=== Source data ===

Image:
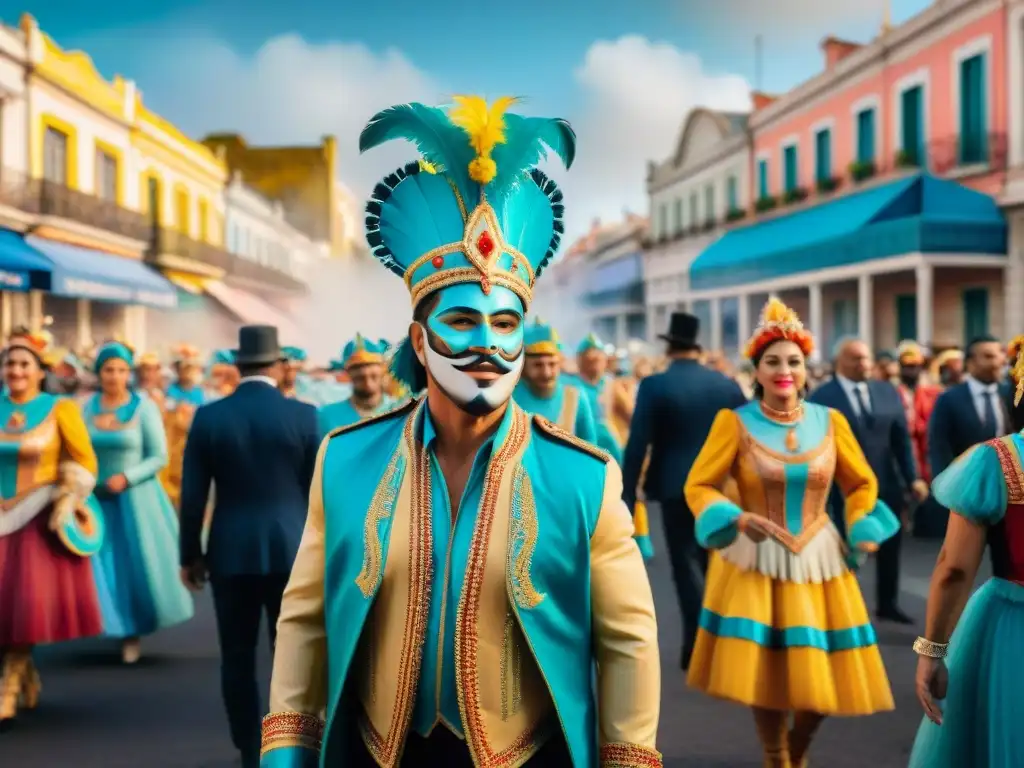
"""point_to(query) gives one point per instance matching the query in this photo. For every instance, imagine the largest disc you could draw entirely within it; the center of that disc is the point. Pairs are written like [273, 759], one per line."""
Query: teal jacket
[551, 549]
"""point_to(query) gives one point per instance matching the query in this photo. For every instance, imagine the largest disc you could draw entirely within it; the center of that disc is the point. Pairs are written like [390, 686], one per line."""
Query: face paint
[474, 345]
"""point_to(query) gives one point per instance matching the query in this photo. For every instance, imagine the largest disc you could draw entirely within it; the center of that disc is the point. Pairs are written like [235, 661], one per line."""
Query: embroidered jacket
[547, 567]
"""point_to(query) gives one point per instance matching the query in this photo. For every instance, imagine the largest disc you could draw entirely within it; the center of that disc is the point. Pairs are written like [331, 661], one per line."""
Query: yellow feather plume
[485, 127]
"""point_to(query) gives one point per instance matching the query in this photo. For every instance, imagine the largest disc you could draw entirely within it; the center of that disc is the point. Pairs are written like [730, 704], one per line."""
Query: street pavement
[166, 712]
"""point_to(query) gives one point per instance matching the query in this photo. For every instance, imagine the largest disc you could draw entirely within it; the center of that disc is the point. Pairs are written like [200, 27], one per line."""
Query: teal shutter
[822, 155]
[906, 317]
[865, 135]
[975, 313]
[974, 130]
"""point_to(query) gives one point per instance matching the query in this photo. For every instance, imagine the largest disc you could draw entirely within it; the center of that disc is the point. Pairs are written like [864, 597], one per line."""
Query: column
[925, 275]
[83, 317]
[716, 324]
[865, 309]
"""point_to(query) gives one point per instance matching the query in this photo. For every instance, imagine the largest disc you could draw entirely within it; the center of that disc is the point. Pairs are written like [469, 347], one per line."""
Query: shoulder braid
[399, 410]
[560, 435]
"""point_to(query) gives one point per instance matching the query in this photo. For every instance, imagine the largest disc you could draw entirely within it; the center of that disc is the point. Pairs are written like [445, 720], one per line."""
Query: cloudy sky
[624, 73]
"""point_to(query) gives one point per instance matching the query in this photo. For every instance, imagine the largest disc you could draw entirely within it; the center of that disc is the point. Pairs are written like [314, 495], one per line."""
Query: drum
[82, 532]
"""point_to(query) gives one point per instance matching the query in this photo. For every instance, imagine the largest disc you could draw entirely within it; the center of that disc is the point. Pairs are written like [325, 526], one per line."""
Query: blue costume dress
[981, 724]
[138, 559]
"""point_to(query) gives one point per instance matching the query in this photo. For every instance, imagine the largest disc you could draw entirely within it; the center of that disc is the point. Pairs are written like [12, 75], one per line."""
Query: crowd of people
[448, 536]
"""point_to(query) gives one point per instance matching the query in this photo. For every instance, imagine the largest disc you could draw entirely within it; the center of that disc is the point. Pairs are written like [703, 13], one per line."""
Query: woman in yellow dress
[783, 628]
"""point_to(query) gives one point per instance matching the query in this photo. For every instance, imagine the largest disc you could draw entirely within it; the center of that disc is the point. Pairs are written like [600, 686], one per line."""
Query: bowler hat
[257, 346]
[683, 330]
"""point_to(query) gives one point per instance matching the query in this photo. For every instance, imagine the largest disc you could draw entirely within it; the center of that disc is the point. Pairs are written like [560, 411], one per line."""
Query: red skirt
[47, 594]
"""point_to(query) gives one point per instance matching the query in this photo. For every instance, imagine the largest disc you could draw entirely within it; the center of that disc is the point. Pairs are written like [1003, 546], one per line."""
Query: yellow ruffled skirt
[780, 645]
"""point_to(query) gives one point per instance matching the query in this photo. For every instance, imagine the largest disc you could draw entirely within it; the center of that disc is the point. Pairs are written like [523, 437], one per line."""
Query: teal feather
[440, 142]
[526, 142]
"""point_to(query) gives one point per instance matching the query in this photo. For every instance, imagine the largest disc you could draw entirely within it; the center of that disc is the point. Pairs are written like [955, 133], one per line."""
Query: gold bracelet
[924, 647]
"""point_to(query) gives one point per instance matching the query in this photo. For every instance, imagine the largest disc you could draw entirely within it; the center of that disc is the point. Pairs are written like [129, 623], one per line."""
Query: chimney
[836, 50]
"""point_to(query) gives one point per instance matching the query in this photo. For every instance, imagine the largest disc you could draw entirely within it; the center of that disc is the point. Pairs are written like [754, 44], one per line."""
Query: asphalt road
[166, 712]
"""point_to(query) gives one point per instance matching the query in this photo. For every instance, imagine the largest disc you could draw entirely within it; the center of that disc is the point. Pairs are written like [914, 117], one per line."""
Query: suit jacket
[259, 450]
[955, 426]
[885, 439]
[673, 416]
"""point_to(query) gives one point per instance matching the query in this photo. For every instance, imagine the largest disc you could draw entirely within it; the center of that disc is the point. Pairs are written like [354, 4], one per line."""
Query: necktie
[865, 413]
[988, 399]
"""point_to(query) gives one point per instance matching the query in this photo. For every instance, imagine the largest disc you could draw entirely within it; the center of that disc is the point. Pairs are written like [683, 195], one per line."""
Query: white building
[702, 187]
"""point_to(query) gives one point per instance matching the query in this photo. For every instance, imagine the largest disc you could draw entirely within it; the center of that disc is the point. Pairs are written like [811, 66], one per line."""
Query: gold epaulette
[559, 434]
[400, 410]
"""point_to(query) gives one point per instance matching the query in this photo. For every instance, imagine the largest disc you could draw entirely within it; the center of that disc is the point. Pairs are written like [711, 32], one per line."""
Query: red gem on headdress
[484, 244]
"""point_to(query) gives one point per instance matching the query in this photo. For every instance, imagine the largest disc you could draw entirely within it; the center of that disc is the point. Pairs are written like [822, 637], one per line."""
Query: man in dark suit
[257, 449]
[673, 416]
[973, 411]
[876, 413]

===
=== Source data ===

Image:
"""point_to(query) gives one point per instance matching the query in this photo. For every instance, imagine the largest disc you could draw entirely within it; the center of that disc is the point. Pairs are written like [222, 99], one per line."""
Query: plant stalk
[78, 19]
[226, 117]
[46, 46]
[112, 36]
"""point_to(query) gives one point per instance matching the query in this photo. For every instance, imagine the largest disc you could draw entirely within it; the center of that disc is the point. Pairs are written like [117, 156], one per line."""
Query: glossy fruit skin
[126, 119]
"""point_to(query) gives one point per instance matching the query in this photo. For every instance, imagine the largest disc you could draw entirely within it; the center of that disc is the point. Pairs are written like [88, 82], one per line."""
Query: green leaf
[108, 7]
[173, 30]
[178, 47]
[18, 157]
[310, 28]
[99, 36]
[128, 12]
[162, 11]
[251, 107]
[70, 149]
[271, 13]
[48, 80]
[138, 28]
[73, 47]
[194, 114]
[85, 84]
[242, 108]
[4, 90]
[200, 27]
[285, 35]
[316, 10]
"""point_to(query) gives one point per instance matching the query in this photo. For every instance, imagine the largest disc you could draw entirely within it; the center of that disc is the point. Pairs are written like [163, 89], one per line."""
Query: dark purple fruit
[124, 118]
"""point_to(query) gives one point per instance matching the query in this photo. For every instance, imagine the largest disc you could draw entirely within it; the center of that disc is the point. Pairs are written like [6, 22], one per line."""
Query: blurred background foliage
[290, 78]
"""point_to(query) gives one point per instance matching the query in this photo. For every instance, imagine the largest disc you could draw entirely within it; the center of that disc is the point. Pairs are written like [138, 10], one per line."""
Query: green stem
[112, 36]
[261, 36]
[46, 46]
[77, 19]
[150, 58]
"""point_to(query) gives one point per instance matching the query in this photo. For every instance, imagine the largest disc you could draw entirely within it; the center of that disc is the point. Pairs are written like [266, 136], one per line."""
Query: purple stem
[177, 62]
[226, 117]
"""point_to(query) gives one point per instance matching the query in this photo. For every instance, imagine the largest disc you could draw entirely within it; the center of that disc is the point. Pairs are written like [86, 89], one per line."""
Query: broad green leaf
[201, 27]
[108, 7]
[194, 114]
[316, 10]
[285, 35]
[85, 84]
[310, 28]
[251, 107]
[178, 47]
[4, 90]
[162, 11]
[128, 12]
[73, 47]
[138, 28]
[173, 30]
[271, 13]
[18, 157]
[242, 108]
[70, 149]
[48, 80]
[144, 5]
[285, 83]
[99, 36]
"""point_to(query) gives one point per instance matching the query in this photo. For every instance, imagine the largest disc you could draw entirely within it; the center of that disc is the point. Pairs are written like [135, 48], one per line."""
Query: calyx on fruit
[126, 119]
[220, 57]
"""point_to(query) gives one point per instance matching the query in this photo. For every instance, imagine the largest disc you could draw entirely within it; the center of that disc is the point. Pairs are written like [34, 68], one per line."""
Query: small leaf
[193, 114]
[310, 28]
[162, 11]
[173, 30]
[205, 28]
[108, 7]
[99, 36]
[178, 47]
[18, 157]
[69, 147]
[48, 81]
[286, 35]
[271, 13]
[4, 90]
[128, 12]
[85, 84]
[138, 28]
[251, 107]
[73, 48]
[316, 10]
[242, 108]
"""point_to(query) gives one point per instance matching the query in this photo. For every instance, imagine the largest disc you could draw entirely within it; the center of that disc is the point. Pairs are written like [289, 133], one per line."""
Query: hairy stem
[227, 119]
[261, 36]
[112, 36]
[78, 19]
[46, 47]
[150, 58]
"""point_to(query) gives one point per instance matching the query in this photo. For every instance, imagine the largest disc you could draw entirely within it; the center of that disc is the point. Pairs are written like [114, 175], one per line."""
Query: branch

===
=== Source data ===

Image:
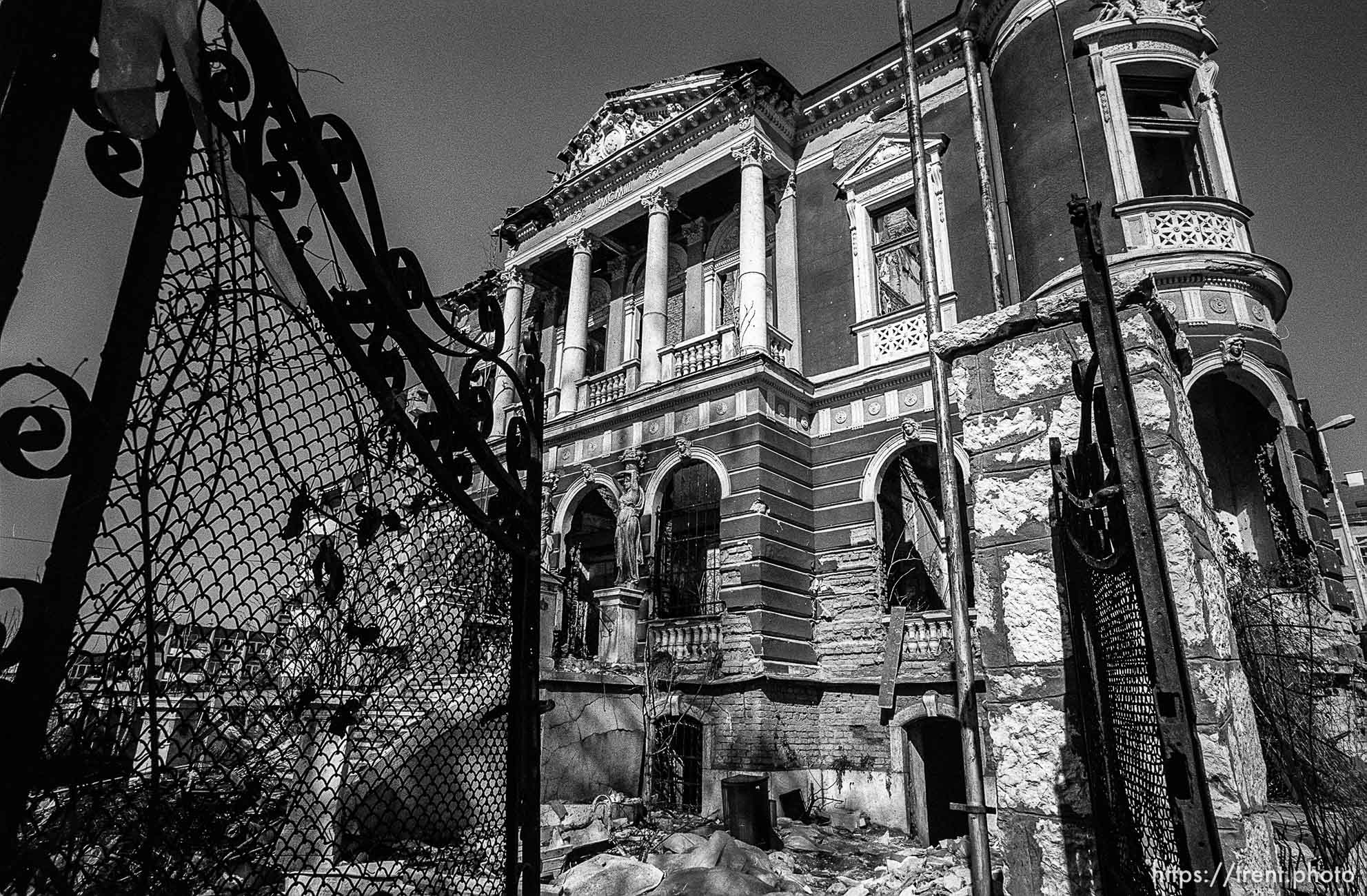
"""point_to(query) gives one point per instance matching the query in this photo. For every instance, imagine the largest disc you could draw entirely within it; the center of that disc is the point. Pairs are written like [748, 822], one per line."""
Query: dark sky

===

Locate every line in the entries above that contains the word "teal", and copy each of those lines.

# Solved exercise
Query: teal jacket
Query: teal shutter
Query: teal feather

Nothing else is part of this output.